WORK REQUIRED
Whatever appears in the records, write it out again exactly.

EXERCISE DATA
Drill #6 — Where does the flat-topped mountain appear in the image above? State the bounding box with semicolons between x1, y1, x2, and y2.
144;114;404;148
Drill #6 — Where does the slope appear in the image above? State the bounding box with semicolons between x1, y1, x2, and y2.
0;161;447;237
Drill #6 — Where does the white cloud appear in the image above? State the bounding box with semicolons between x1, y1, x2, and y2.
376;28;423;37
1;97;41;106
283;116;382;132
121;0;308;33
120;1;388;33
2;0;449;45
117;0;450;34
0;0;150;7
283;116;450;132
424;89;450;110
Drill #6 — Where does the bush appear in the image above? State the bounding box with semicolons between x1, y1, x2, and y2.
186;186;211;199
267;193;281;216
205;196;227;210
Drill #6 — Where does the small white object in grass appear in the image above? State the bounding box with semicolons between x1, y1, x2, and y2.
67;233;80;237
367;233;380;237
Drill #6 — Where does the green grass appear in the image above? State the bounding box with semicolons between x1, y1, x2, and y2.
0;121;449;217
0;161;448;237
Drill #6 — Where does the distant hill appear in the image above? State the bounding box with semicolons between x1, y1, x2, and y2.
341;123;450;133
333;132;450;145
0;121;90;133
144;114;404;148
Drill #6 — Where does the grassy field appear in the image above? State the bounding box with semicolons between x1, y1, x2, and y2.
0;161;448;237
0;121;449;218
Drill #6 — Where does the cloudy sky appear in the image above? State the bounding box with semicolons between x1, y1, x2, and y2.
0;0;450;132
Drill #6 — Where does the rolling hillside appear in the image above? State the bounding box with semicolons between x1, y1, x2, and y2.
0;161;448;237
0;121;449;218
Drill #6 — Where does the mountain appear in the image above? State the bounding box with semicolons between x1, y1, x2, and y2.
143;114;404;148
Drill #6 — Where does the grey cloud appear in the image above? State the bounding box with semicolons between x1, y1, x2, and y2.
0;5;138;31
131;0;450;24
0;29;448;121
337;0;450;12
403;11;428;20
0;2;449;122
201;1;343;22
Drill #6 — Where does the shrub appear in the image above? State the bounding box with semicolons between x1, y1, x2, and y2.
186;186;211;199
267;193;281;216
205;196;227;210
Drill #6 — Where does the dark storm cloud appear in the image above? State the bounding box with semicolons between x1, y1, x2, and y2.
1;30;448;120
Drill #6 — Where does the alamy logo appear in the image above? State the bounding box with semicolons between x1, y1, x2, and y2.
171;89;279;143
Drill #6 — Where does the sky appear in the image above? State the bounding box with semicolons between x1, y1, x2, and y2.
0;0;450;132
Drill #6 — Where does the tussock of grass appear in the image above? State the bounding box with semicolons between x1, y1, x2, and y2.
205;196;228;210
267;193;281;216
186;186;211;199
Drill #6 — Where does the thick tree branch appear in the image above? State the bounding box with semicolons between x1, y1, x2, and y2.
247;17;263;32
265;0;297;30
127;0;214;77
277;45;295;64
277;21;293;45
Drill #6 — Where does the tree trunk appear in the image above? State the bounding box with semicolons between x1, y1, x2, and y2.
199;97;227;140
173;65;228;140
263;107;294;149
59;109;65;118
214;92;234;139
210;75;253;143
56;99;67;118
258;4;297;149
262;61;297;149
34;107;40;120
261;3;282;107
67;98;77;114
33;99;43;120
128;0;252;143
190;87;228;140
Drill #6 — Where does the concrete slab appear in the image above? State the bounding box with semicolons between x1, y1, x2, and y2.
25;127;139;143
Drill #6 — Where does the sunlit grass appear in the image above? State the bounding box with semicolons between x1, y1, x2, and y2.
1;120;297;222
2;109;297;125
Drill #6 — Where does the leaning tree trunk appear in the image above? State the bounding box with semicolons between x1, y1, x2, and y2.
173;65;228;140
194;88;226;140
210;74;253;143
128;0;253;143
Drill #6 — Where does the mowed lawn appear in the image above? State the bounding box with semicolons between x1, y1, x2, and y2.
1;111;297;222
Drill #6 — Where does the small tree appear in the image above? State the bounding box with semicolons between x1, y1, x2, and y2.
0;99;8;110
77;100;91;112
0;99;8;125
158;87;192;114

SOLUTION FOR THIS PROBLEM
Drill #6 — Where does the flat-topped mountain appear in the image above? State the bounding box with semicolons between x1, y1, x2, and y2.
144;114;404;148
Drill #6 — Where does the slope appear in the image above? State the bounding box with semicolons between x1, y1, x2, and y2.
0;161;447;237
Drill #6 — Where does the white cloud appear in the image above? State the bounding box with semicolons between x1, y1, x2, and y2.
376;28;423;37
1;97;41;106
283;116;382;132
121;0;308;33
120;1;388;33
2;0;449;45
117;0;450;34
0;0;150;7
283;116;450;132
424;89;450;110
Drill #6 — Where does the bush appear in the image above? State the bounding box with semicolons between x1, y1, x2, and y2.
186;186;211;199
267;193;281;216
205;196;227;210
Drill #6 — Where does the small white object in grass appear in the image above? State the bounding box with semicolons between x1, y1, x2, and y2.
67;233;80;237
367;233;380;237
Drill #6 — Where does the green grass appear in the image above? State the bounding box with semicolons between x1, y1, x2, and y2.
0;121;449;217
0;161;448;237
Drill #6 — Where does the distant hill appear in the image above? State the bounding box with semicolons between x1, y1, x2, and y2.
341;123;450;133
333;132;450;145
0;121;90;133
144;114;404;148
Drill #6 — Where does the grassy field appear in the image above? State the bounding box with semicolons between x1, y1, x2, and y2.
0;161;448;237
0;121;449;218
Drill #6 — Where does the cloudy sky appear in the image above? State the bounding box with semicolons between x1, y1, x2, and y2.
0;0;450;132
Drill #6 — Where does the rolling hillside appear in the image above? State the bounding box with semicolons between x1, y1, x2, and y2.
0;161;448;237
0;121;449;218
Drill #6 — Where does the mountain appear in the image above? State the bounding box with semicolons between x1, y1, x2, and y2.
143;114;404;148
Drill #6 — Where does the grey cloud appear in the image above? State the bounding box with semicolons between x1, y1, x2, and y2.
0;5;138;31
131;0;450;24
0;29;448;121
337;0;450;12
403;11;428;20
0;2;449;122
201;1;343;22
Drill #6 — Where does the shrub appear in the image above? State the bounding box with semicolons between x1, y1, x2, and y2.
186;186;211;199
267;193;281;216
205;196;227;210
Drill #6 — Where does the dark storm cloud appear in the image above? State the bounding box with semicolons between x1, y1, x2, and y2.
1;30;448;120
Drill #6 — Where does the alamy logo appear in the image above? State the bounding box with semicolons between x1, y1, x2, and y2.
171;89;279;143
Drill #6 — Where does the sky appear in the image above? State the bounding box with semicolons between x1, y1, x2, and y2.
0;0;450;132
Drill #6 — Where does the tussock of grass appear in the image above? State the bounding box with semicolons between x1, y1, x2, and y2.
205;196;228;210
267;193;281;216
186;186;211;199
Drill #6 — Where does the thick tree branch appear in the image above? State the bounding box with semicolons between x1, y1, x2, and y2.
247;17;263;32
265;0;297;30
127;0;214;77
277;45;295;64
277;21;293;45
Drill #6 — Where does the tree trunk appear in the image above? State the bounding box with semicolons between x1, y1, x2, and y2.
199;97;227;140
173;65;228;140
263;107;294;149
59;109;65;118
214;92;234;139
210;75;253;143
56;99;67;118
258;4;297;149
262;61;297;149
34;107;40;120
261;3;282;107
67;98;77;114
33;99;43;120
128;0;252;143
190;87;228;140
Drill #6 — Where does the concrete slab appear in the image above? State the bounding box with semicolons between x1, y1, x2, and y2.
25;127;139;143
Drill #6 — Where does the sunlit grass appear in the image above? State the bounding box with semicolons between x1, y1, x2, and y2.
1;120;297;222
2;109;297;125
Drill #6 — Where does the leaning tree trunk appear in the image above? State the bounding box with semicolons between x1, y1, x2, and y2.
173;65;228;140
194;88;226;140
210;74;253;143
128;0;253;143
Drill #6 — Where does the mowed lawn appear in the image above? State the bounding box with semicolons between x1, y1, x2, and y2.
1;111;297;222
Drill #6 — Where does the small tree appear in the image above? State the bounding box with semicolons between x1, y1, x2, and y2.
0;99;8;110
77;100;91;112
0;99;8;125
158;87;192;114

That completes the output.